====== EXCERPT ======
Today’s refineries are processing crude slates with higher sulphur and nitrogen contents. Some of these crude slates have such high nitrogen contents that the feed to the sulphur recovery unit (SRU) contains a far higher sour water stripper (SWS) acid gas to amine acid gas ratio than has been typical for existing ammonia (NH3)-burning SRUs. In the industry’s experience with NH3-burning SRUs, the SWS acid gas is processed in the SRU along with the amine acid gas for recovery of elemental sulphur from hydrogen sulphide (H2S), and the NH3 content of the aggregate acid gas has been low enough that the increase in SRU equipment sizes to process the NH3 and the loss in Claus sulphur recovery can be tolerated.

For these low NH3 content acid gas feeds, the furnace temperature is, or can be designed, high enough to ensure complete NH3 destruction, and it is less expensive to process the NH3 in the SRU than to employ a two-stage SWS that would strip the H2S and NH3 in separate towers, enabling the NH3 to bypass the SRU.

With higher NH3 content in the SRU feed, the refiner must decide if a NH3-burning SRU is still the optimum choice. The refiner will recognise that even higher temperatures are needed for NH3 destruction, that the incremental mass flow through the SRU to process the NH3 will be proportionately larger, that the loss in sulphur recovery from the additional N2 and H2O will be more severe, and that there is little operating experience with high NH3 content SRU feeds.
======
■ GIVEN PROBLEM A:
List every abbreviation that the passage on refinery ammonia processing spells out in full, together with its full form.
■ GIVEN PROBLEM B:
Reproduce part of the passage on refinery ammonia processing word for word. Begin at the words "With higher NH3" and stop after "content SRU feeds.".
■ GIVEN PROBLEM C:
Pick up the passage on refinery ammonia processing after its last sentence and continue it.
====== RECORDS SUPPLIED ======
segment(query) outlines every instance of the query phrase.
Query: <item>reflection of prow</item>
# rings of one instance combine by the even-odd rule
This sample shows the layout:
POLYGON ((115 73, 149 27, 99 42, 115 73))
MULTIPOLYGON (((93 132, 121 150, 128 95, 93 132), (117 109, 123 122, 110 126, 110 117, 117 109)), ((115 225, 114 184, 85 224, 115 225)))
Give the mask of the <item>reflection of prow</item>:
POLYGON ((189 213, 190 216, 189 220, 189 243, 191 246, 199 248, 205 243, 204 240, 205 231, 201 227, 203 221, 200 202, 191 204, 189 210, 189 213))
======
■ RESULT A:
- SRU: sulphur recovery unit
- SWS: sour water stripper
- NH3: ammonia
- H2S: hydrogen sulphide

■ RESULT B:
With higher NH3 content in the SRU feed, the refiner must decide if a NH3-burning SRU is still the optimum choice. The refiner will recognise that even higher temperatures are needed for NH3 destruction, that the incremental mass flow through the SRU to process the NH3 will be proportionately larger, that the loss in sulphur recovery from the additional N2 and H2O will be more severe, and that there is little operating experience with high NH3 content SRU feeds.

■ RESULT C:
Despite these disadvantages, it might still be economical to select a NH3-burning SRU, leading to assessment of technical risk vs economics. This article discusses the issues with high content NH3-burning SRUs, and looks at the technical and economic issues that the refiner must address in choosing between a single-stage SWS with a NH3-burning SRU compared with a two-stage SWS with a SRU that does not process the NH3.

SRU feed in a refinery
The crude feed to a refinery contains both sulphur (S) and 
nitrogen (N) compounds. These compounds are converted to H2S and NH3 as the crude is refined into finished products, such as fuel gas/LPG, gasoline, diesel and coke. As shown in Figure 1, amine and sour water remove the H2S and NH3 to meet finished product specifications. The amine regeneration units (ARU) produce an acid gas containing H2S with traces of NH3. The SWS may employ single- or two-stage strippers. In a single-stage SWS, H2S and NH3 are stripped from sour water in a single column, whereas a two-stage or double stripper has the H2S and NH3 strippers as two columns in series. All of the amine acid gas is processed in the SRU together with SWS acid gas (containing both NH3 and H2S if a single-stage SWS, or H2S only if the SWS is a two-stage stripper).

As the SWS acid gas increases as a proportion of the total acid gas feed, or as the NH3 content of the acid gas feed increases as a result of processing crudes with higher N/S content ratios, there may be technical and/or economical reasons why the NH3 component of the SWS acid gas should bypass the SRU.

The technical reasons why higher NH3 content feeds may not be a good fit for the SRU are incomplete NH3 destruction, increased NOx formation and inadequate burner/furnace designs. The economical reasons are the increased size of SRU equipment and the additional SRU equipment that may be needed to compensate for the loss in sulphur recovery.

NH3 destruction in a SRU
In a Claus SRU, about a third of the H2S is burned to SO2 using air. The produced SO2 then reacts with uncombusted H2S to form elemental sulphur. The reactions are shown as Equations 1 and 2 below. The overall reaction is shown as Equation 3:

H2S + 3/2 O2  → SO2 + H2O    (1)

2 H2S + SO2  → 3 S + 2 H2O    (2)

3 H2S + 3/2 O2 → 3 S + 3 H2O  (3)

While the H2S is only partially oxidised in Equation 1, the NH3 is completely combusted to nitrogen and water, as shown by Equation 4:

2 NH3 + 3/2 O2 → N2 + 3 H2O   (4)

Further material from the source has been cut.